▶ _Directions_
Reproduce every line of the data below without any alteration.

▶ _Records of labeled boxes_

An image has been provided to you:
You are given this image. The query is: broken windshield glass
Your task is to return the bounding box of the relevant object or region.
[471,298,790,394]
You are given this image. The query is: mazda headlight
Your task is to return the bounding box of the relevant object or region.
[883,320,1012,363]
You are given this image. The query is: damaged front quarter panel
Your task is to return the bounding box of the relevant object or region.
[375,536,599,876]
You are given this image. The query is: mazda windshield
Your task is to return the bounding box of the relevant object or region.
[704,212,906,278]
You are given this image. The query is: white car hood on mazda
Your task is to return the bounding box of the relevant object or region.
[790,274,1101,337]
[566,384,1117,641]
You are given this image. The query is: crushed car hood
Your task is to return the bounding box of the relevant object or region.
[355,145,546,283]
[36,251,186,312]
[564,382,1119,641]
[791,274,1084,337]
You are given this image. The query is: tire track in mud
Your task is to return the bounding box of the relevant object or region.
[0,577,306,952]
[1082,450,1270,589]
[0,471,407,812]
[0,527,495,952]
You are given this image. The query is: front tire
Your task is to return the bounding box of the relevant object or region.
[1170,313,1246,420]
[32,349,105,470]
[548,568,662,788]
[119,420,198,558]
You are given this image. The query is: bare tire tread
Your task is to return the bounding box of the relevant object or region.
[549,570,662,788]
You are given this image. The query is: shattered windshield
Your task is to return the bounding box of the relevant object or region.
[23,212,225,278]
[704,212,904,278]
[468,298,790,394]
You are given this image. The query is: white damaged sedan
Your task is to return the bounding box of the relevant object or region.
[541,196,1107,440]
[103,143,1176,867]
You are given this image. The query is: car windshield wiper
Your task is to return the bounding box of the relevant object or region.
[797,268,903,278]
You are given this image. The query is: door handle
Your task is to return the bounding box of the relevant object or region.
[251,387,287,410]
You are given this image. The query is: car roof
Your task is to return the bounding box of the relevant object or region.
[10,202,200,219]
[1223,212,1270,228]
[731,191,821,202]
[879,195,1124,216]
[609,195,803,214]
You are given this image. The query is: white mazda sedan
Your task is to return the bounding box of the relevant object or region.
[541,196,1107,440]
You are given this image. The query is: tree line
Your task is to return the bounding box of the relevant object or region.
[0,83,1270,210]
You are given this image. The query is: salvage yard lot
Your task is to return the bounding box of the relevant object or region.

▶ _Result of this task_
An image has been provided to you:
You are given this image. The query is: broken windshield glass
Your task is to return the bounding box of the relevant object or region.
[471,298,790,394]
You are given this image. The query is: mazda headlight
Your task is to return the bounding box of the relevant object or region.
[883,320,1012,363]
You are given this image. The query is: damaged front quarter panel
Your task is to return the bounding box of the relevant object or region.
[375,536,599,876]
You are given this image. The query is: mazda windshield
Your task is to return the bounding box of the relevant object or region.
[704,212,906,278]
You are given this image. The query is: white car hood on mazda
Your task is to return the bounding box of the relevant object or region.
[790,274,1101,337]
[566,384,1117,641]
You are given this image. The query is: crushed car hood
Your task is to return the bounding box of the relevant object or region.
[355,145,546,283]
[36,251,186,312]
[564,382,1119,641]
[791,274,1084,337]
You are given this image. The query is: tire track in mud
Your task is to return the bounding box of the relevant object or region.
[0,577,306,952]
[1082,450,1270,589]
[0,471,407,812]
[0,527,495,952]
You are given this image. The query is: front tire
Your task is to return the bounding box of the relevant object or region.
[1170,313,1246,420]
[32,349,105,470]
[548,568,662,788]
[119,420,198,558]
You are given this image. The query is: bare tire tread
Your task is to return the bounding box of the relevant object or region.
[549,570,662,788]
You are given this image. The query is: shattered windshield
Your task is to return the bounding box of the relevant object or region.
[23,212,225,278]
[704,212,904,278]
[468,298,790,394]
You are given this image. The query is: white damaged sedan
Your task is to return the bounding box of the relevant object or region.
[541,196,1107,440]
[103,143,1176,867]
You are given this image. The query is: car windshield wiper
Your task is to return the bounding box of the relevant object or region.
[797,268,903,278]
You are given this image. The query is: door handle
Your task is to return the bounding box of the relevant object or region.
[251,387,287,410]
You are given this image. The query is: car roof
Your task is to return the bounding box of the relevant object or region.
[10,202,200,219]
[1223,212,1270,228]
[731,191,821,202]
[879,195,1124,216]
[609,195,803,214]
You are given this image. The query is: white mazda sedan
Your task is to return the bounding box of the relevant object or region.
[541,196,1107,440]
You are given this image. The query is: tree line
Your task is to return the bounding box of the relevant object or region.
[0,83,1270,210]
You are given this image. The query is: salvage yard lot
Your task is to return the bounding box of the relevant object or region.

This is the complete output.